[Stored data entries]
+++

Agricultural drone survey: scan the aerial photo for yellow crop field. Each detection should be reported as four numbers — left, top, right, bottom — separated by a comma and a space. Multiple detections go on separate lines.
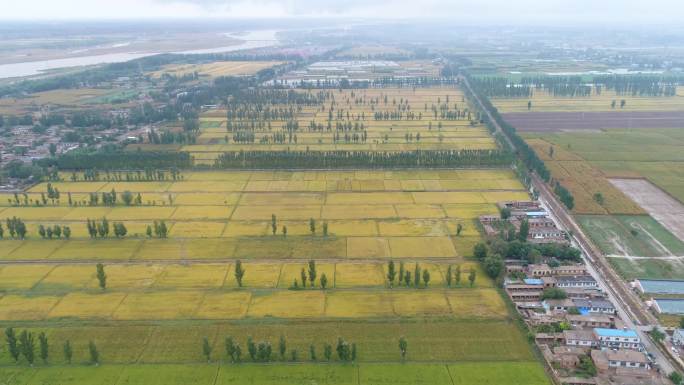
34, 265, 95, 291
325, 292, 395, 318
194, 292, 251, 319
346, 237, 391, 258
225, 262, 281, 288
113, 291, 204, 320
392, 291, 451, 316
389, 237, 457, 258
446, 289, 507, 318
5, 240, 65, 260
335, 263, 386, 288
48, 292, 126, 319
170, 206, 232, 220
248, 291, 326, 318
150, 61, 284, 79
492, 88, 684, 112
0, 264, 54, 290
101, 264, 164, 289
0, 295, 61, 320
169, 221, 226, 237
154, 264, 229, 289
50, 239, 141, 260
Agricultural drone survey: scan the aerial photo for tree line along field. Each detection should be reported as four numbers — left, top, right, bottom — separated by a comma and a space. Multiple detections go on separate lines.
491, 86, 684, 113
0, 169, 528, 261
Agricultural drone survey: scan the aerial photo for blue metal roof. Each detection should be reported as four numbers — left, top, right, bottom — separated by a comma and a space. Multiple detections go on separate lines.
524, 278, 544, 285
593, 328, 638, 338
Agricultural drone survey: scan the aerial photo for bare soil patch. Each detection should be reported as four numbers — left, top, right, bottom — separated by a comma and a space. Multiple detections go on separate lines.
610, 178, 684, 242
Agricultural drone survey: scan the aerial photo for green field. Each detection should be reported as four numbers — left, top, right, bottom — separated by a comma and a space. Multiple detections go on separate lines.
607, 257, 684, 281
0, 362, 549, 385
577, 214, 684, 257
523, 128, 684, 204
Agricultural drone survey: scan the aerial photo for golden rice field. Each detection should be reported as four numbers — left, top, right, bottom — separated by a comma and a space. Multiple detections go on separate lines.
0, 169, 528, 261
0, 260, 501, 322
149, 61, 285, 79
492, 87, 684, 113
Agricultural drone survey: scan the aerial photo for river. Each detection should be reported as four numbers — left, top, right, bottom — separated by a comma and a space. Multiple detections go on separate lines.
0, 30, 279, 80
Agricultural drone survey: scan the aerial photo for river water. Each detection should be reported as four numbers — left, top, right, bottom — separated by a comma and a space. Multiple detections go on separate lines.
0, 30, 279, 80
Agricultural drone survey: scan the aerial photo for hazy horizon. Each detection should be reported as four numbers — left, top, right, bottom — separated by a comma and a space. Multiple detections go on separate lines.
2, 0, 683, 26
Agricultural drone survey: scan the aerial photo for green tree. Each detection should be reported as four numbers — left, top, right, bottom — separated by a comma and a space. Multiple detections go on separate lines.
456, 223, 463, 236
309, 344, 317, 361
322, 222, 328, 236
282, 225, 287, 237
593, 192, 604, 205
89, 341, 99, 365
351, 343, 357, 362
398, 262, 405, 286
454, 265, 461, 286
225, 337, 236, 362
413, 264, 421, 287
387, 260, 396, 287
541, 287, 567, 300
19, 330, 35, 365
323, 343, 332, 361
235, 260, 245, 287
271, 214, 277, 235
5, 328, 19, 362
473, 243, 488, 260
39, 332, 48, 364
679, 317, 684, 330
63, 340, 73, 364
669, 371, 683, 385
202, 337, 212, 362
422, 269, 431, 287
247, 337, 256, 361
518, 219, 529, 241
320, 273, 328, 289
484, 255, 504, 279
468, 269, 476, 287
399, 337, 407, 360
96, 263, 107, 290
300, 268, 307, 288
404, 271, 411, 287
651, 327, 665, 343
233, 344, 241, 363
279, 335, 287, 360
309, 218, 316, 235
308, 260, 317, 287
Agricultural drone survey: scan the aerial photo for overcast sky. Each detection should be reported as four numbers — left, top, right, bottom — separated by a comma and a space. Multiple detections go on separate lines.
3, 0, 682, 24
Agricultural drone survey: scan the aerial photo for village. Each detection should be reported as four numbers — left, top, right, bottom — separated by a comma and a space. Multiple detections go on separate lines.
484, 200, 671, 385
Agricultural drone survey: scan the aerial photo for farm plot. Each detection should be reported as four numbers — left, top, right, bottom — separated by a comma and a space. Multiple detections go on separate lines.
172, 86, 499, 161
493, 88, 684, 113
0, 168, 542, 382
577, 215, 684, 257
1, 169, 528, 261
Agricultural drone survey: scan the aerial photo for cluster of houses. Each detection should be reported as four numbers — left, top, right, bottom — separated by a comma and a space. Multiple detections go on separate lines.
480, 201, 568, 244
499, 201, 664, 384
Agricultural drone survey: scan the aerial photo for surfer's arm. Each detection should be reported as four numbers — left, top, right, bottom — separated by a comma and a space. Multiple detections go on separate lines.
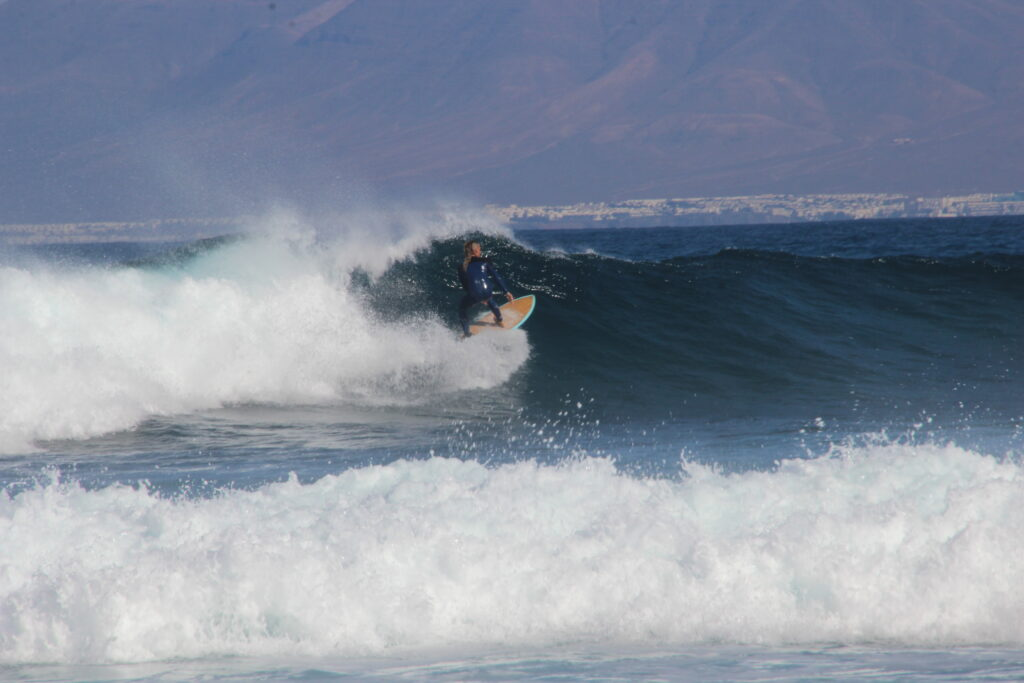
485, 260, 512, 299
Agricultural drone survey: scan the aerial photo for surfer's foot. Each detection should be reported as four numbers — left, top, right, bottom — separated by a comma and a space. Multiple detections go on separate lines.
495, 317, 504, 327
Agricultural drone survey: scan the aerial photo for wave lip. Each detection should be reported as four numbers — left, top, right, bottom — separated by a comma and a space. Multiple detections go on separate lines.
1, 443, 1021, 663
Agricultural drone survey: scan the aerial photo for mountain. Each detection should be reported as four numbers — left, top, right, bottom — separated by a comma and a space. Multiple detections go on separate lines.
1, 0, 1022, 222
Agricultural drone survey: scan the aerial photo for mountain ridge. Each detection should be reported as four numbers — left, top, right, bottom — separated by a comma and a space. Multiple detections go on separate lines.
0, 0, 1021, 221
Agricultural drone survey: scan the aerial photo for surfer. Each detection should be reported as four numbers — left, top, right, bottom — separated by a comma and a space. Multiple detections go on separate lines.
458, 240, 513, 337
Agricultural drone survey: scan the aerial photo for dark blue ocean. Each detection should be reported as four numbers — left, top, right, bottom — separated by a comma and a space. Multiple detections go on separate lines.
1, 212, 1023, 681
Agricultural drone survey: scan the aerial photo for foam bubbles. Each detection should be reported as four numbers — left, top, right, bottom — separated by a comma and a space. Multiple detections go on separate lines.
0, 208, 526, 451
0, 443, 1021, 663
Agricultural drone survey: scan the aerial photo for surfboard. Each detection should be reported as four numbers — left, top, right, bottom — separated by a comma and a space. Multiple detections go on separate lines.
468, 295, 536, 335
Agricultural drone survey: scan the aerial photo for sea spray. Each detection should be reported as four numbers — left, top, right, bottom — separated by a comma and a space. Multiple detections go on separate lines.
0, 208, 525, 452
1, 443, 1021, 663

+++

* [Problem statement]: Quote every record above exactly, leaving out any pictures.

* [Answer to this task]:
Agricultural drone survey: scan the aerial photo for yellow crop field. Each detection should be reported as four numbers — left, top, right, bottom — separated by a comma and a space. Multiple detections go on separate lines.
34, 265, 95, 291
325, 292, 395, 318
194, 292, 251, 319
346, 237, 391, 258
225, 262, 281, 288
113, 291, 204, 320
392, 291, 451, 316
389, 237, 457, 258
446, 289, 507, 318
5, 240, 65, 260
335, 263, 386, 288
48, 292, 126, 319
170, 206, 232, 220
248, 291, 326, 318
150, 61, 284, 79
492, 88, 684, 112
0, 264, 54, 290
101, 264, 164, 289
0, 295, 61, 320
169, 221, 226, 237
154, 264, 229, 289
50, 239, 141, 260
Agricultural drone survey: scan the aerial photo for tree line along field. Each detection should be reported as four numbers — left, top, right, bottom — separated by a comma and a space. Multiple detections go on separate lines.
491, 86, 684, 113
0, 169, 528, 261
Agricultural drone survey: scan the aerial photo for blue metal roof. Each detection should be reported as four numbers — left, top, right, bottom — separated by a comma and a space. Multiple detections go on separate lines.
524, 278, 544, 285
593, 328, 638, 338
Agricultural drone survey: scan the aerial photo for bare soil patch. Each detection should be reported as four numbers — left, top, right, bottom — separated by a comma and a space. Multiple detections go on separate lines.
610, 178, 684, 242
Agricultural drone survey: scan the aerial photo for green field. Each detection should be reported as four numbers — left, top, right, bottom — separated by a comma and a space. Multiple detections go on separate lines.
607, 257, 684, 281
0, 362, 549, 385
577, 214, 684, 257
523, 128, 684, 204
Agricultural drone survey: scan the aerial photo for golden rice field. Each detection should be reported as four numbers — left, top, right, bottom — separated by a comma and a space. Multiple detections go on separate lines.
0, 169, 528, 261
0, 260, 501, 322
149, 61, 285, 79
492, 87, 684, 113
Agricultural drone survey: scan the aerial photo for river. Each detection should be reported as four numbers — left, top, right, bottom — separated by a comma and a space. Multiple detections go on separate lines.
0, 30, 279, 80
Agricultural drone survey: scan the aerial photo for river water. Each detection should be reported as four numbers — left, top, right, bottom — separated by a comma and a space. Multiple detections go on separate lines.
0, 30, 279, 80
Agricultural drone survey: scan the aerial photo for hazy horizon. Each detection should be reported as four numbers — left, top, right, bottom — separated by a comma and a space. Multiple detections go on separate lines.
2, 0, 683, 26
Agricultural drone survey: scan the aerial photo for green tree. Each detection should be reported as four numbers — left, top, right, bottom — separated by a comma and a space. Multiple detections go on separate lines.
456, 223, 463, 236
309, 344, 317, 361
322, 222, 328, 236
282, 225, 287, 237
593, 192, 604, 205
89, 341, 99, 365
351, 343, 357, 362
398, 262, 405, 286
454, 265, 461, 286
225, 337, 236, 362
413, 264, 421, 287
387, 260, 396, 287
541, 287, 567, 300
19, 330, 35, 365
323, 343, 332, 361
235, 260, 245, 287
271, 214, 277, 235
5, 328, 19, 362
473, 243, 488, 260
39, 332, 48, 364
679, 317, 684, 330
63, 340, 73, 364
669, 371, 683, 385
202, 337, 212, 362
422, 269, 431, 287
247, 337, 256, 361
518, 219, 529, 241
320, 273, 328, 289
484, 255, 504, 279
468, 269, 476, 287
399, 337, 407, 360
96, 263, 107, 290
300, 268, 307, 288
404, 271, 411, 287
651, 327, 665, 343
233, 344, 241, 363
279, 335, 287, 360
309, 218, 316, 235
308, 260, 317, 287
Agricultural drone survey: scan the aerial photo for overcast sky. Each detection should be reported as four numbers — left, top, right, bottom — separated by a comma and a space. Multiple detections go on separate lines.
3, 0, 682, 24
Agricultural drone survey: scan the aerial photo for village. Each detection should be reported as four numbers — left, top, right, bottom — separated by a comma and a space. Multiple detections go on separate lines.
484, 200, 671, 385
Agricultural drone survey: scan the aerial photo for farm plot. Each detection should be reported as four numbers — left, top, right, bottom — separated by a comma and a space. Multiple detections go on separate lines.
172, 86, 499, 161
493, 88, 684, 113
0, 168, 542, 382
577, 215, 684, 257
1, 169, 528, 261
Agricultural drone survey: scan the aerial photo for cluster of houses. Each detection should be reported as four numbers — left, top, right, bottom — separated by a comma and a space. Multiple detections go on separate lines.
480, 201, 568, 244
499, 201, 664, 384
Agricultural drone survey: scan the aerial photo for surfer's arm. Each detection should be reported as four numbers — left, top, right, bottom — separated by a comma and a space. Multiple detections go on separate lines.
485, 260, 512, 299
Agricultural drone survey: scan the aerial photo for surfer's foot. Each detection should be reported as four numbers — left, top, right, bottom — separated by a comma and a space. Multiple detections go on separate lines.
495, 317, 504, 327
Agricultural drone survey: scan the aerial photo for wave lip. Each detection should be reported as four numbers — left, top, right, bottom — separated by a comma and a space. Multiple detections go on separate lines.
1, 443, 1021, 663
Agricultural drone survey: scan the aerial photo for mountain. Each detection should be reported as four numbers — left, top, right, bottom — separated by a comma and a space. Multiple detections go on separate lines.
1, 0, 1022, 222
Agricultural drone survey: scan the aerial photo for mountain ridge. Each detection should be reported as four numbers — left, top, right, bottom — separated by a comma and a space. Multiple detections go on separate lines.
0, 0, 1021, 221
Agricultural drone survey: scan the aerial photo for surfer. Each detection should be reported as four numbers — left, top, right, bottom — separated by a comma and a space. Multiple detections go on separate lines.
458, 240, 513, 337
Agricultural drone survey: scan the aerial photo for dark blue ocean. Each detection should be reported as four numbers — left, top, right, bottom — separated by a comma and a space. Multiple detections go on separate lines.
1, 212, 1023, 681
Agricultural drone survey: scan the aerial photo for foam bubbles. Each detection should be reported as four numbers — left, top, right, bottom — separated by a comma and a space. Multiple detections go on separate lines.
0, 208, 526, 451
0, 443, 1021, 663
Agricultural drone survey: scan the aerial photo for surfboard. Each detection should be reported as four numbers — left, top, right, bottom — separated by a comma and a space. Multiple detections go on separate lines.
468, 295, 536, 335
Agricultural drone survey: scan the aerial photo for sea spray. Each detection should be reported as four numbers — left, top, right, bottom — separated by a comma and a space. Multiple detections go on separate lines.
0, 208, 525, 452
1, 443, 1021, 663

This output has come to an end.